Challenge -
Please rewrite the data below, replacing "instance" with "occurrence" and keeping everything else the same. Leave the pictures out of your answer.

Working data -

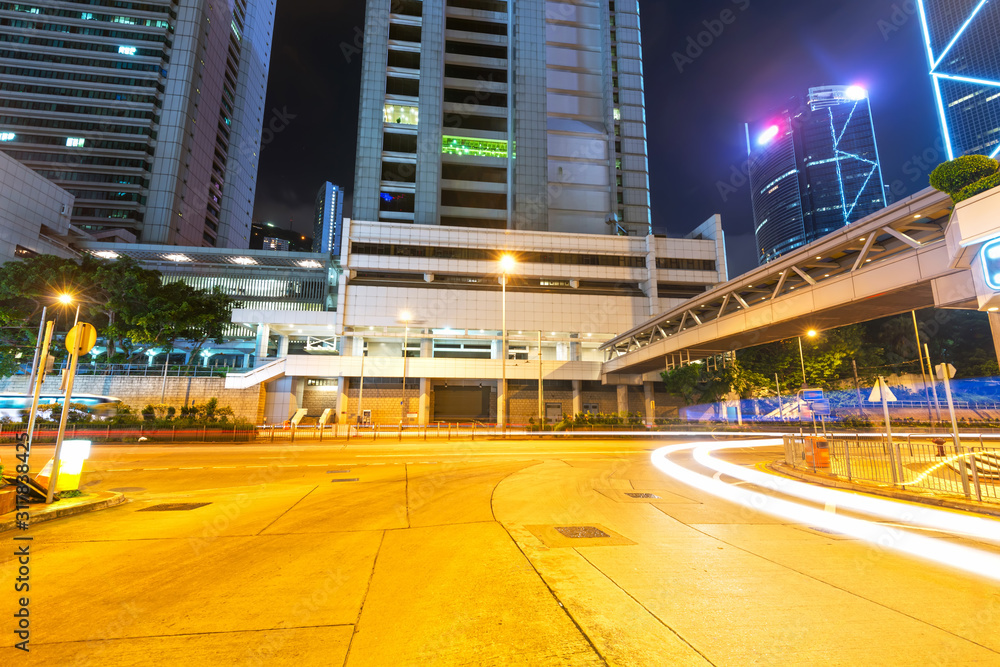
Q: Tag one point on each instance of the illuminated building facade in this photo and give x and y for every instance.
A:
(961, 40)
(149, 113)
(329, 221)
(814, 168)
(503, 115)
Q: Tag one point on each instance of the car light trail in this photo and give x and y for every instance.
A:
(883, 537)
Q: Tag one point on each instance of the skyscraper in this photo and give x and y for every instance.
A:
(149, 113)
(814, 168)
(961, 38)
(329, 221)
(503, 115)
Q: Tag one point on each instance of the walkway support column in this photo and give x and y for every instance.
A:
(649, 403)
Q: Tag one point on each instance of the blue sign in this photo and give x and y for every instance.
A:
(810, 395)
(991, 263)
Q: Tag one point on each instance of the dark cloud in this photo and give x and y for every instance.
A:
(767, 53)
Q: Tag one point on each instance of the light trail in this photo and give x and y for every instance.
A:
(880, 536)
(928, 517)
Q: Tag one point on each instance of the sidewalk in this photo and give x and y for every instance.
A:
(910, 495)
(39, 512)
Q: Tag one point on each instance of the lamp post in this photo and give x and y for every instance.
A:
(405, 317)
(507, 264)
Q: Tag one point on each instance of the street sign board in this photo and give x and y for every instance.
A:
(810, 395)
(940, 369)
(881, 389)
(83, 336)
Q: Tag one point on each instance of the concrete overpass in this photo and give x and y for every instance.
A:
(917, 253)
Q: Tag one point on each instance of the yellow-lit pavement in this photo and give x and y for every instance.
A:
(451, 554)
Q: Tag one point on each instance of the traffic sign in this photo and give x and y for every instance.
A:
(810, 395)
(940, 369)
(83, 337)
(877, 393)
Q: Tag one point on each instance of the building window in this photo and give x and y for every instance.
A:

In response -
Q: Tag one point on each occurrence of the illuminated building facade in this photo and give x and y for every occurrence.
A:
(961, 40)
(149, 113)
(329, 221)
(814, 168)
(503, 115)
Q: Tag one point on each occurrence of the car light trail in this photo and give x and y for every occurrence.
A:
(883, 537)
Q: Tag one point on each occurrence of the skyscraper in this photo and give x and y for every occurrence.
A:
(149, 113)
(814, 168)
(961, 38)
(329, 221)
(503, 115)
Q: Tag one point on each occurrence of the walkway support column in this photo and give x and y for every occurrence.
A:
(649, 403)
Q: Tag one point on each occurrence of the blue sign in this photo and give x and y for every occurrence.
A:
(810, 395)
(991, 263)
Q: Tag one point on each occurrence of the dark cloud in this photo and give x and y for every occurrence.
A:
(767, 53)
Q: Tag one point on each occurrence of the light trail in this photo and give x and y for every occurrence.
A:
(880, 536)
(928, 517)
Q: Tag one point on each occurrence of the sidewalk in this photo and give x and y for every occurrence.
A:
(910, 495)
(39, 512)
Q: Tag one point on each occurrence of the lamp post in this photo and give x and y for every occurrence.
A:
(405, 317)
(507, 264)
Q: Tag one point on each occurrence of the street sign board in this photo and give x and y for every occurrence.
A:
(810, 395)
(940, 369)
(881, 389)
(83, 336)
Q: Tag one point on each occurrence of the concrete overpass in this photo and give x and y for every occurrence.
A:
(917, 253)
Q: Tag one point on each occurrence of the yellow-lit pavement in this photo and give x and y for every occurrence.
A:
(451, 554)
Q: Tag one point on each occurrence of the traffic sign in this photo and give x and y for every occurrence.
A:
(810, 395)
(940, 369)
(83, 337)
(877, 393)
Q: Tag one point on each occurrence of the building window in this photo and give x and y for every occurrence.
A:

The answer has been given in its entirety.